— Start of Dataset content —
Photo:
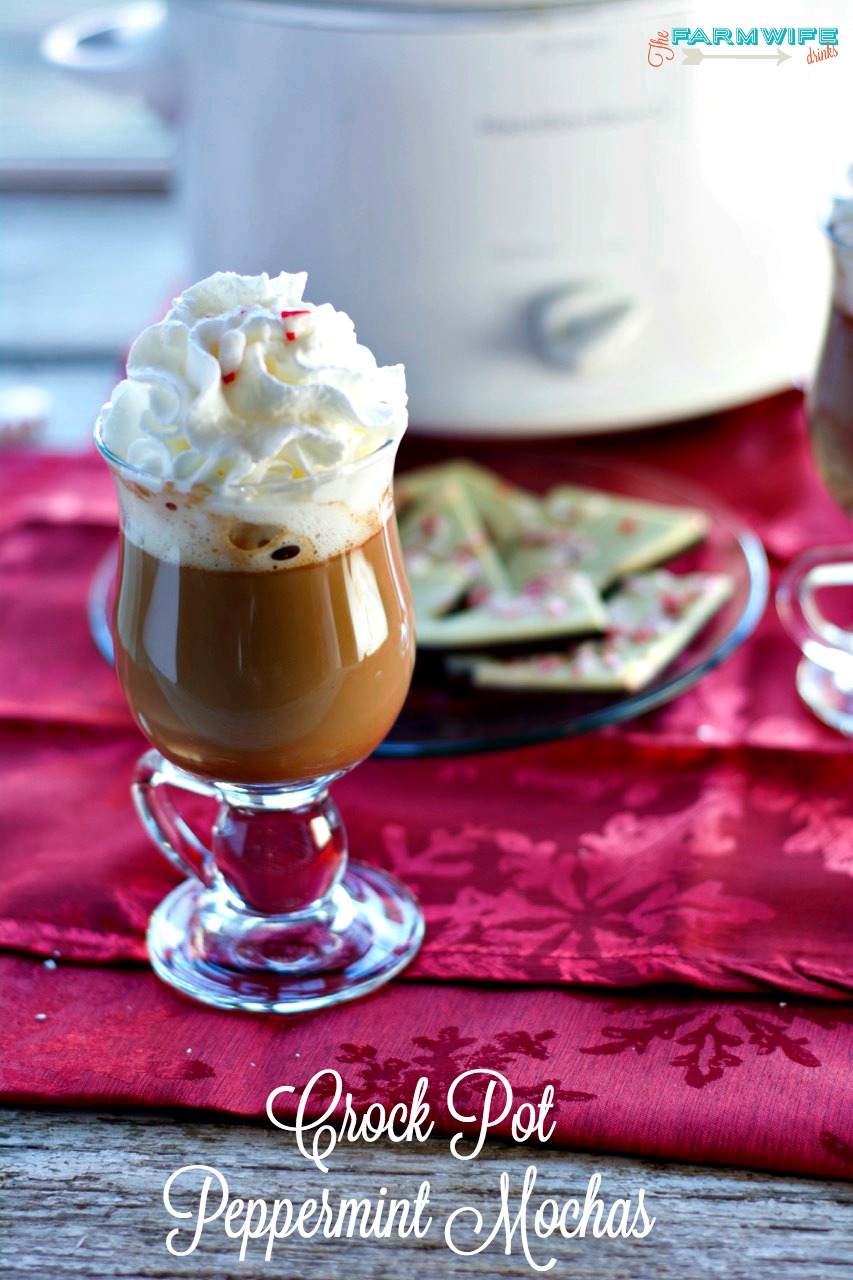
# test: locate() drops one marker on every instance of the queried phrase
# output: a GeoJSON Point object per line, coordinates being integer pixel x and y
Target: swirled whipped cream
{"type": "Point", "coordinates": [245, 380]}
{"type": "Point", "coordinates": [241, 389]}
— End of Dataset content —
What you will do |
Copy out every line of the records above word for word, leaving the pictures out.

Exercise output |
Photo:
# test: locate() drops one marker on every instance of the queried phrase
# output: a GeoJSON Point object per line, coordinates being integer pixel x and y
Target: swirled whipped cream
{"type": "Point", "coordinates": [245, 380]}
{"type": "Point", "coordinates": [241, 389]}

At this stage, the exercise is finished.